- EXERCISE:
Render the listing below as a numbered list, one line per item, skipping any blank lines.

- INPUT MATERIAL:

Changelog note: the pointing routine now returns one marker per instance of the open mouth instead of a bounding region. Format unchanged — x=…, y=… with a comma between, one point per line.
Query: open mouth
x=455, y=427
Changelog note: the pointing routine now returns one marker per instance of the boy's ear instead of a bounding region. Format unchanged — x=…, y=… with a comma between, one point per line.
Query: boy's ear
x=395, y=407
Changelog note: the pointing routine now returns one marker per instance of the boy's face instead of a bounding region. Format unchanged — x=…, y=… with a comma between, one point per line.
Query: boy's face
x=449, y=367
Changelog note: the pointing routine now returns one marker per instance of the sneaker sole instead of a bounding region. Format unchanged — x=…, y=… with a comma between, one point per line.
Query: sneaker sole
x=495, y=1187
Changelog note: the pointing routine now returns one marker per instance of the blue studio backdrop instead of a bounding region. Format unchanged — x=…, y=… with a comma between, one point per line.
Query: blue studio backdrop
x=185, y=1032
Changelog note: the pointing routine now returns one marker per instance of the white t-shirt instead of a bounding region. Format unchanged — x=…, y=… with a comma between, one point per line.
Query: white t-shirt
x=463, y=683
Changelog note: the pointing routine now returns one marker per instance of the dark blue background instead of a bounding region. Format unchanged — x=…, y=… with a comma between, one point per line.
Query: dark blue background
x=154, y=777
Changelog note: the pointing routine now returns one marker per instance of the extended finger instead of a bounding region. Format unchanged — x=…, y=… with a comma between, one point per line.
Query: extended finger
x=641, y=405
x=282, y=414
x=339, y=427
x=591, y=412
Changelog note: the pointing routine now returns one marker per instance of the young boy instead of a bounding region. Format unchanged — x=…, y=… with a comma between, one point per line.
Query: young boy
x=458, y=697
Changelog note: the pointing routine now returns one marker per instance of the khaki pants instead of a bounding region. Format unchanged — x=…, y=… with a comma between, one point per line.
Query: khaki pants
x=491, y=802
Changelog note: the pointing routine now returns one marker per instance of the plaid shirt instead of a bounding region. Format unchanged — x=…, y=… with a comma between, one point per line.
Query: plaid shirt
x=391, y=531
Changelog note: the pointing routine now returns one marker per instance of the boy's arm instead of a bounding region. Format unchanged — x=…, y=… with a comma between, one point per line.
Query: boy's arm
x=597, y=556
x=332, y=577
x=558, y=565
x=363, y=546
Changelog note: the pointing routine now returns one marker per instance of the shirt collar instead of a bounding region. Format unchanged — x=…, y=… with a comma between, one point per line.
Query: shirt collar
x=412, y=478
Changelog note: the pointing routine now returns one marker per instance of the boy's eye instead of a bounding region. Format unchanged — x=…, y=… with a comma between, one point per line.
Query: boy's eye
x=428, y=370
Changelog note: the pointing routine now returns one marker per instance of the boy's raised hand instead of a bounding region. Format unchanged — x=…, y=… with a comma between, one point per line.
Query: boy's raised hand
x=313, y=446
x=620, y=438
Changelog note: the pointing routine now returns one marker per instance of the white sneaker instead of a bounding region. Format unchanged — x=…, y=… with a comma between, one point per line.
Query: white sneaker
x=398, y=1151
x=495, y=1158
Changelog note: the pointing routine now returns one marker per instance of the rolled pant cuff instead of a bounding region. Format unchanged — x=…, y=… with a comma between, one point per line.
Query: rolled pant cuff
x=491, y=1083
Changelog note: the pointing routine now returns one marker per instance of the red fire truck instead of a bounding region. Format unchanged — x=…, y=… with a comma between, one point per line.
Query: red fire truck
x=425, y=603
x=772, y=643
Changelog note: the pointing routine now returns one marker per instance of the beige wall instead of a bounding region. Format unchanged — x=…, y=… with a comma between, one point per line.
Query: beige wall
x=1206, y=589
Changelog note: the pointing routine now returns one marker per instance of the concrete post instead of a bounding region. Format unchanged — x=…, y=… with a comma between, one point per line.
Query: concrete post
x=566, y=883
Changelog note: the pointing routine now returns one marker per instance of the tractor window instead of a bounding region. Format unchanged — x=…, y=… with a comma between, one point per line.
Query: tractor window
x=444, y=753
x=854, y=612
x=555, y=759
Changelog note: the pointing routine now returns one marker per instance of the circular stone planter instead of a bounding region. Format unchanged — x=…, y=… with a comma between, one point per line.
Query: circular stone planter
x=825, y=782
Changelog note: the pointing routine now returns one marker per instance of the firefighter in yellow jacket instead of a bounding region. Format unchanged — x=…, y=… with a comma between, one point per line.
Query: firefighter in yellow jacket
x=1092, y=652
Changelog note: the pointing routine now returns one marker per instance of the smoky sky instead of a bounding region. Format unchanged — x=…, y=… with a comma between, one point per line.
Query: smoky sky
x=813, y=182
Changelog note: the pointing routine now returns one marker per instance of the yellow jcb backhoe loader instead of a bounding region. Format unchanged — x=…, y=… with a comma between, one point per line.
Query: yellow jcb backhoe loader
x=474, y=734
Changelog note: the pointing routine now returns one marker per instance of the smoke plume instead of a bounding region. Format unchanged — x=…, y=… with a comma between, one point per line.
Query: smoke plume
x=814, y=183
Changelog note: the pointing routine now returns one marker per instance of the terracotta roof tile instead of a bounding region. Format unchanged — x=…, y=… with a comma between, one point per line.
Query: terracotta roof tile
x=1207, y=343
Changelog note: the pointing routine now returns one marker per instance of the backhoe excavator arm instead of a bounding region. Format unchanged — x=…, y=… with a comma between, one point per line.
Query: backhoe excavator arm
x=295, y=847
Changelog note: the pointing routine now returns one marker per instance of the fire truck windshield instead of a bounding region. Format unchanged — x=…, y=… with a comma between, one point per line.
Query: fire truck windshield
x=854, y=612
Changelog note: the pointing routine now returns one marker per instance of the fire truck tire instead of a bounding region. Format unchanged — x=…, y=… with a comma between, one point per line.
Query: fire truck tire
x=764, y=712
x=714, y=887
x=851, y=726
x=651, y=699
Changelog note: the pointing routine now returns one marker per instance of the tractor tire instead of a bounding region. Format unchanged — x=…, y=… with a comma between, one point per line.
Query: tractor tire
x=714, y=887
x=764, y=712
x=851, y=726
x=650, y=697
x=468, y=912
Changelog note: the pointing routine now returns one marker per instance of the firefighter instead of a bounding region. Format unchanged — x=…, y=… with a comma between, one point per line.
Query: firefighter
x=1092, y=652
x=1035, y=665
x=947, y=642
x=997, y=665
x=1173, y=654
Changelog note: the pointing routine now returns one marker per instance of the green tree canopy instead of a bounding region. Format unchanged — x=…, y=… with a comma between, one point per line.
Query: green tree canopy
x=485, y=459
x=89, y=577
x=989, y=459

- THE SOLUTION:
1. Changelog note: the pointing routine now returns one marker per instance of the open mouth instead of a bounding region. Format unchanged — x=…, y=… with a comma between, one point per line.
2. Query: open mouth
3. x=455, y=427
4. Changelog note: the pointing routine now returns one marker per instance of the boy's ear instead of a bounding region. Format unchanged — x=…, y=… with a comma between, one point per line.
5. Query: boy's ear
6. x=395, y=407
7. Changelog note: the pointing routine now returns one marker per instance of the boy's face instead of a bounding region. Format unchanged — x=…, y=… with a comma between, one point per line.
8. Query: boy's face
9. x=449, y=367
10. Changelog note: the pointing routine now returns one marker per instance of the sneaker sole instead of a bounding region. Format unchanged — x=…, y=… with a comma between, one point per line.
11. Query: sneaker sole
12. x=495, y=1187
13. Changelog note: the pointing routine now returns one marker per instance of the blue studio backdrop instead of a bounding region. Format unchanged — x=…, y=… with a comma between, one point per line.
14. Query: blue studio backdrop
15. x=185, y=1032
16. Changelog note: the pointing routine now returns one marker per instance of the white t-shirt instead of a bounding region. Format unchanged — x=…, y=… with a comma between, one point per line.
17. Query: white t-shirt
18. x=463, y=683
19. Changelog note: the pointing routine now returns one marker per instance of the dark blue background instead of a bounding region. Format unchanged — x=…, y=… with a comma between, one point per line.
20. Query: dark blue background
21. x=154, y=777
22. Changelog note: the pointing routine now returns one marker per instance of the extended finger instead of a bounding region. Format unchanged — x=…, y=… with a comma between, one point per line.
23. Query: extended finger
24. x=641, y=405
25. x=282, y=414
26. x=339, y=427
27. x=591, y=412
28. Changelog note: the pointing routine now returns one marker per instance of the young boy instead of a bounding region. Format unchanged — x=…, y=… with a comma between, one point per line.
29. Query: young boy
30. x=458, y=697
31. Changelog note: the pointing routine now returns one marker per instance of the khaki pants instead of a bounding region. Format unchanged — x=…, y=… with a comma between, one point per line.
32. Query: khaki pants
33. x=491, y=802
34. Changelog note: the pointing routine now returns one marker per instance of the plaid shirt instead of a bounding region. Format unchanged — x=…, y=… with a comma between, one point per line.
35. Query: plaid shirt
36. x=391, y=531
37. Changelog note: the pointing routine now returns one marker per instance of the boy's arm instead of a bounding region. Format unchanged — x=…, y=… with a comma between, one point per line.
38. Query: boy's arm
39. x=597, y=556
40. x=332, y=577
41. x=558, y=565
42. x=363, y=546
43. Changelog note: the pointing routine now returns one marker per instance of the shirt collar instead of a bounding region. Format unchanged — x=…, y=… with a comma between, one point per line.
44. Query: shirt collar
45. x=412, y=478
46. Changelog note: the pointing routine now returns one marker per instance of the boy's eye instead of a bounding region. Format unchanged — x=…, y=… with a comma between, one point per line.
47. Query: boy's eye
48. x=428, y=370
49. Changelog note: the pointing routine now returns one marker per instance of the boy's raised hand instead of a bounding region. Format unchanged — x=…, y=… with a comma between, one point per line.
50. Query: boy's raised hand
51. x=313, y=446
52. x=620, y=438
53. Changelog note: the pointing routine now returns one marker per instance of the white sneaker instead of a bounding region. Format unchanged — x=…, y=… with a comma between, one point per line.
54. Query: white sneaker
55. x=398, y=1151
56. x=495, y=1158
57. Changelog note: the pointing routine now returns one marker per instance of the rolled pant cuff instead of a bounding region. Format unchanged — x=…, y=… with a comma between, one point per line.
58. Query: rolled pant cuff
59. x=491, y=1083
60. Changelog note: the pointing routine now returns one marker per instance of the red fire truck instead of a bounding region. Format unchanged — x=…, y=… with a comma between, one point per line.
61. Query: red fire truck
62. x=425, y=603
63. x=772, y=643
64. Changelog note: the pointing routine now returns one marker per instance of the beige wall instead of a bounding region. Format unchanged — x=…, y=… with a comma between, one point per line.
65. Query: beige wall
66. x=1206, y=589
67. Changelog note: the pointing routine now returns one marker per instance of the concrete post instead of a bounding region. Format unchanged — x=…, y=… with a comma between, one point per line.
68. Query: concrete post
69. x=566, y=883
70. Changelog note: the pointing routine now returns one marker per instance of the tractor window instead of a bounding region. Format unchanged — x=…, y=… with a comma between, one point per line.
71. Query: tractor window
72. x=444, y=753
73. x=854, y=612
74. x=555, y=759
75. Changelog note: the pointing routine now returns one marker per instance of the circular stone planter instead of a bounding region. Format unchanged — x=…, y=… with a comma between, one point per line.
76. Query: circular stone planter
77. x=825, y=782
78. Changelog note: the pointing routine now returns one marker per instance of the firefighter in yellow jacket instead of a bounding region. Format unchanged — x=…, y=… with a comma between, one point per line.
79. Query: firefighter in yellow jacket
80. x=1092, y=652
81. Changelog note: the pointing routine now returns one marker per instance of the smoky sky instead of a bounding region. Format unchanged — x=…, y=… with a comma between, one point per line.
82. Query: smoky sky
83. x=813, y=182
84. Changelog note: the pointing routine now returns one marker per instance of the yellow jcb backhoe loader instead of a bounding region. Format unchanged — x=…, y=… with a comma between, one point per line.
85. Query: yellow jcb backhoe loader
86. x=474, y=734
87. Changelog note: the pointing routine now returns one marker per instance of the smoke plume instead of a bounding region. Format unchanged — x=…, y=… with a comma between, one point per line.
88. Query: smoke plume
89. x=814, y=183
90. Changelog note: the pointing routine now returns one marker per instance of the terracotta roof tile instead of a bounding region. Format unchanged — x=…, y=… with a comma between, one point per line.
91. Query: terracotta roof tile
92. x=1207, y=343
93. Changelog note: the pointing routine now returns one marker per instance of the backhoe excavator arm instead of a bounding region. Format unchanged — x=…, y=… with a comma between, one point per line.
94. Query: backhoe excavator arm
95. x=295, y=847
96. Changelog note: the pointing routine now returns one marker per instance of the fire truck windshield instead of a bounding region. Format unchanged — x=…, y=… with a comma between, one point per line.
97. Query: fire truck windshield
98. x=854, y=612
99. Changelog note: the pointing routine now returns one marker per instance of the fire truck tire instead of a bounding region. Format unchanged — x=…, y=… with a comma between, one point per line.
100. Query: fire truck tire
101. x=764, y=712
102. x=714, y=887
103. x=851, y=726
104. x=651, y=699
105. Changelog note: the pointing routine now returns one marker per instance of the tractor tire instead of a bounding region. Format unchanged — x=…, y=… with a comma between, one point per line.
106. Query: tractor tire
107. x=714, y=887
108. x=764, y=712
109. x=851, y=726
110. x=650, y=697
111. x=468, y=912
112. Changelog note: the pointing routine now returns one marker per instance of the firefighter instead of a bounding region. Format unchanged — x=…, y=… with a comma between, one point per line.
113. Query: firefighter
114. x=1092, y=652
115. x=1035, y=665
116. x=947, y=642
117. x=997, y=665
118. x=1173, y=654
119. Changelog note: the pointing routine now returns one marker per instance of the green tree canopy instead of a bounding region. Format unchanged — x=…, y=… with a comma between, one point per line.
120. Query: green tree canopy
121. x=485, y=459
122. x=89, y=577
123. x=989, y=459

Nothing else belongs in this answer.